------ Texto de leitura ------

A especialista havia sido hábil em escondê-las. Como um jogo de caça ao tesouro às avessas, saí farejando as prateleiras, retirando os livros recém limpos, bagunçando o que depois de muito tempo estava organizado com certa ordem. Todo o processo demorou alguns dias. No primeiro dia consegui achar e dei fim a cerca de quatorze bolinhas de naftalina, mas o cheiro continuava. Passava na porta do gabinete e lembrava do guarda-roupa da minha avó, das gaveta da minha tia e de baratas. Naftalina me lembra baratas. Continuei a busca durante muitos dias, sempre nas horas vagas. Como um perdigueiro, continuei farejando as gavetas, os armários, os papéis, achei mais sete ou oito bolinhas a razão de duas ou três por dia. Depois de mais uns dias, tudo parecia ter chegado ao fim.

Acho que não havia mais naftalina. Finalmente o gabinete seria declarado naftalina free, mas os livros estavam um pandemônio, espalhados pelo chão, fora de ordem, empilhados por todos os lados, por todos os cantos, tudo virou prateleira, eu não conseguia mais achar minha mesa de estudo. Além disso, descobri que a especialista estava mais empenhada em limpar os móveis que propriamente os livros ou em acabar com as aranhas, com os cupins ou com as traças. Os livros ainda estavam empoeirados. Talvez tudo aquilo fosse, afinal, um grande trabalho de Sísifo. Alguns dias depois da limpeza, as aranhas estavam de volta e havia pequenas asas por todos os cantos. Na época das chuvas, os cupins se transformam em formigas de asas, saem não sei de onde e caem nas teias, algumas conseguem escapam por entre os livros.

Foi quando bateu a crise. A verdade é que estava cada vez mais difícil encontrar pessoas dispostas a limpar os livros, enquanto eu estava cada vez mais disposto a comprá-los. Comprá-los sem garantias que serão lidos um dia. É que há livros que me deixam menos ansioso só de tê-los por perto. Vejo-os na estante e acredito, por um instante, que algum dia poderei lê-los, conversar com eles, conhecê-los melhor. O conhecimento ali guardado, de algum modo, estaria acessível e protegido por mim. Tenho certeza, como toda pessoa sensata, que morrerei sem ter lido nem a décima parte do que gostaria. Como também é certo que às portas da morte terei esquecido de quase tudo que li, das melhores conversas com os melhores amigos e de muitos bons momentos. O que me leva a crer que não lemos para lembrar, assim como não vivemos para a memória, lemos e vivemos pelo momento, pelo instante fugidio em que alguém ou alguma coisa nos comunica algo, nos emociona e temos a certeza de que não estamos sozinhos, alguém é capaz de nos compreender e sentir igual a nós.

------

Instruções do exercício
No texto sobre a busca por naftalina entre os livros, quantas bolinhas foram achadas no primeiro dia?

------ Material de estudo ------

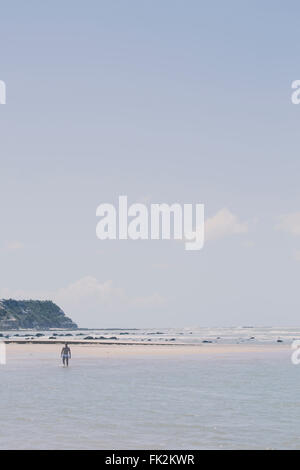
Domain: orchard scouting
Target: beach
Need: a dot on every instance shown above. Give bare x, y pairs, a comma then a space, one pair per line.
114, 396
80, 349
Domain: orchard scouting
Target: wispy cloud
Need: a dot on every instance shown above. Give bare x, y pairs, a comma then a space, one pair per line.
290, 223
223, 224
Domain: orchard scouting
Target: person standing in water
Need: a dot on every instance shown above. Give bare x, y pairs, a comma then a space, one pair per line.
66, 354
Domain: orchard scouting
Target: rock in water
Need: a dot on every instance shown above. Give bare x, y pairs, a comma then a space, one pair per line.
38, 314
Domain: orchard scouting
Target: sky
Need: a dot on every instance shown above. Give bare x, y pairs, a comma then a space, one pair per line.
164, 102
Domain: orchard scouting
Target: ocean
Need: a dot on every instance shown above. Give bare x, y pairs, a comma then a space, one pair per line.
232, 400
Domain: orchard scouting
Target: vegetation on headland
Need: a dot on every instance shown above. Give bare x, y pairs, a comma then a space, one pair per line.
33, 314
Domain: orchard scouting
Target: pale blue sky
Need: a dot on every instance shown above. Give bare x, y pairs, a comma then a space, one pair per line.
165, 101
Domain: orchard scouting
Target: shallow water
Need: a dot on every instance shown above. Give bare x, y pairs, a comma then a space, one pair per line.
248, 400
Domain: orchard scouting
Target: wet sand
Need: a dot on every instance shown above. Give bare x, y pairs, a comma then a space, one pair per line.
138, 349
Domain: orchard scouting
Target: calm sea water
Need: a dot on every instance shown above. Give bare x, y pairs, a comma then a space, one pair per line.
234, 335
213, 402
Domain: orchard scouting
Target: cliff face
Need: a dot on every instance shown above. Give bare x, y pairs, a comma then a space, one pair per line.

------

Resposta da tarefa
Cerca de quatorze bolinhas de naftalina.